§ DIRECTION
Answer these questions using the forum thread below on Spark Data Frame support in Ignite:
(a) Where does the whole processing happen when a custom strategy is used?
(b) According to the quoted message, where does Spark send "pushdown" queries, and what form is the result wrapped into?
(c) What alias does the query actually issued by Spark give to the inner query?

BEGIN TEXT PROVIDED

Re: Spark Data Frame support in Ignite

Valentin Kulichenko Thu, 10 Aug 2017 15:26:50 -0700

Denis,

This only allows to limit dataset fetched from DB to Spark. This is useful,
but does not replace custom Strategy integration. Because after you create
the FD, you will use its API to do additional filtering, mapping,
aggregation, etc., and this will happen within Spark. With custom strategy
the whole processing will be done on Ignite side.


-Val

On Thu, Aug 10, 2017 at 3:07 PM, Denis Magda <[email protected]> wrote:

> >> This JDBC integration is just a Spark data source, which means that
> Spark
> >> will fetch data in its local memory first, and only then apply filters,
> >> aggregations, etc.
>
> Seems that there is a backdoor exposed via the standard SQL syntax. You
> can execute so called “pushdown” queries [1] that are sent by Spark to a
> JDBC database right away and the result is wrapped into a form of the
> DataFrame.
>
> I could do this trick using Ignite as a JDBC compliant datasource
> executing the query below over the data stored in the cluster:
>
> SELECT p.name as person, c.name as city " +
>     "FROM person p, city c  WHERE p.city_id = c.id
>
> There are some limitations though because the actual query issued by Spark
> will be:
>
> SELECT * FROM (SELECT p.name as person, c.name as city " +
>     "FROM person p, city c  WHERE p.city_id = c.id) as res
>
> Here [2] is a complete example.

END TEXT PROVIDED
BEGIN RECORDS

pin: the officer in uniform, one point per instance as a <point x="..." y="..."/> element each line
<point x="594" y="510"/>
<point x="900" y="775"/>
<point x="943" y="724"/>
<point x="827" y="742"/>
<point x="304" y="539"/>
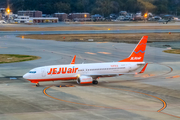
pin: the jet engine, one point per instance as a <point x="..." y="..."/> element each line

END RECORDS

§ SOLVED EXERCISE
(a) On the Ignite side.
(b) To a JDBC database, right away; the result is wrapped into a form of the DataFrame.
(c) res